--- INPUT FOR THIS TASK Enclosed Below ---
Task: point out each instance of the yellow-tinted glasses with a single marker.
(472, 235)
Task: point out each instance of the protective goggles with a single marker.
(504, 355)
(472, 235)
--- End of Enclosed INPUT FOR THIS TASK ---
* [REQUIRED WORK] Would you please repeat the lines from the one with "Task: point out each instance of the protective" through the last line of the listing above, exactly and with nothing else?

* [COMPLETED EXERCISE]
Task: point out each instance of the protective goggles with a single marker.
(504, 355)
(472, 235)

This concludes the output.